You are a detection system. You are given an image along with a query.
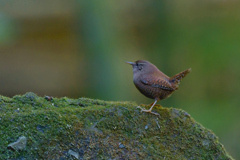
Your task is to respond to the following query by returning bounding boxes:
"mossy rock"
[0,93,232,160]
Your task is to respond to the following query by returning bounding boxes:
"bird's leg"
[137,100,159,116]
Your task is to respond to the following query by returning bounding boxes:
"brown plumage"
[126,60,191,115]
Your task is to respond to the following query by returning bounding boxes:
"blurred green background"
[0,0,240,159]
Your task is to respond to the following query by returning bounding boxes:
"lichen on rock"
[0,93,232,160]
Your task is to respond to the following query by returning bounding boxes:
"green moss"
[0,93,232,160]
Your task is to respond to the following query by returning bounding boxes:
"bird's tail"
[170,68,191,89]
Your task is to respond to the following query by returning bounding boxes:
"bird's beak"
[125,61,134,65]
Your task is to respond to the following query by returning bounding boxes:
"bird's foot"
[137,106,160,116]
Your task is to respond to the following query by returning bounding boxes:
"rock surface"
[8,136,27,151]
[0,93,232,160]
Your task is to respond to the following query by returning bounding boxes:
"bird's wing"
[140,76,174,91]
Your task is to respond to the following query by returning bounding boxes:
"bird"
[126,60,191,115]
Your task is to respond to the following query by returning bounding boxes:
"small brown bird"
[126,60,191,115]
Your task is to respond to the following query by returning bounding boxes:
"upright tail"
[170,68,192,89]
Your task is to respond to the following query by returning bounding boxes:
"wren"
++++
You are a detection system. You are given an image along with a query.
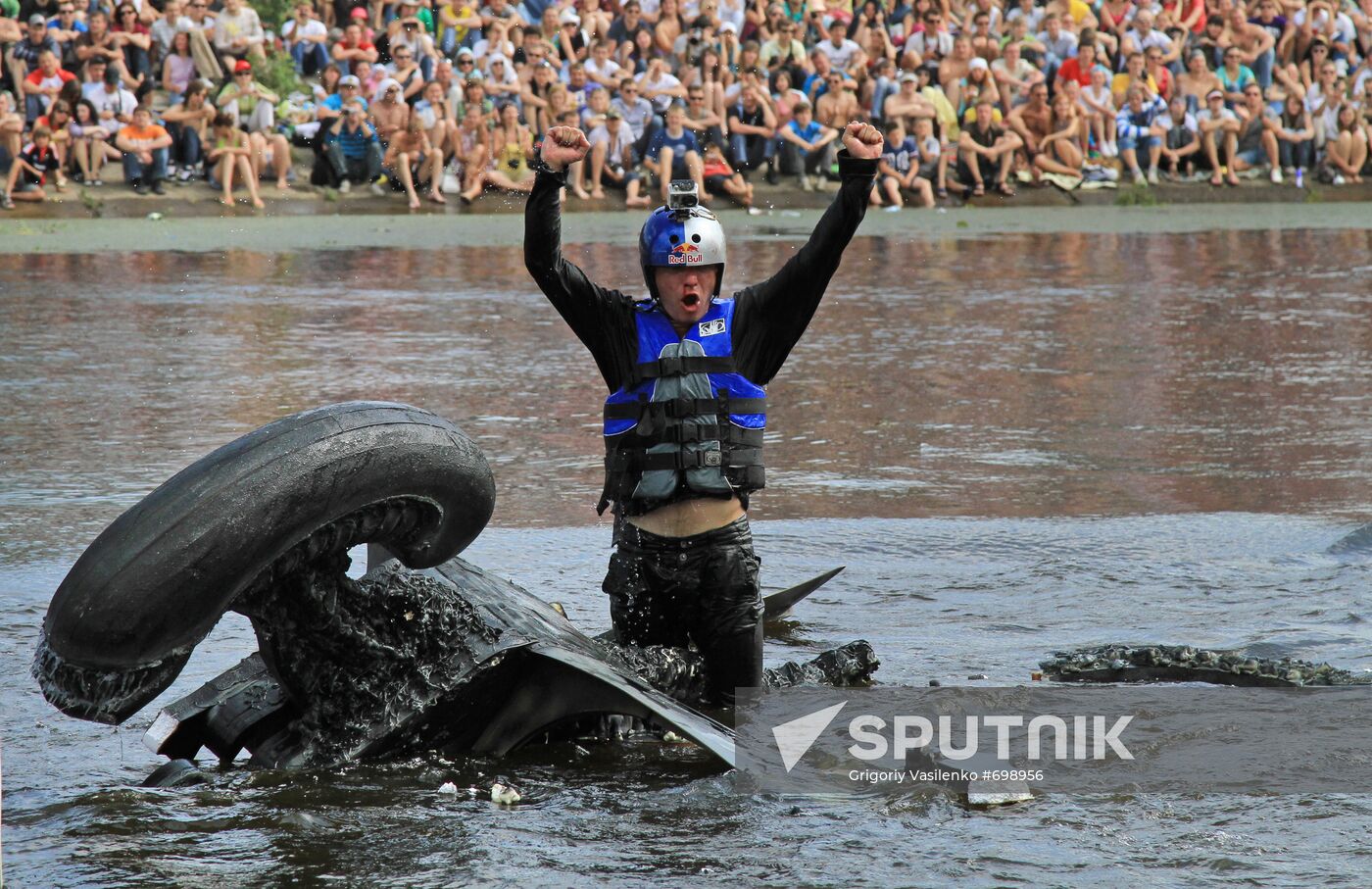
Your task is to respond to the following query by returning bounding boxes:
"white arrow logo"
++++
### Required work
Find each line in the listing above that contains the word "rock" and copy those lines. Match case exactly.

### Answer below
"mossy rock"
"lichen on rock"
"rock surface"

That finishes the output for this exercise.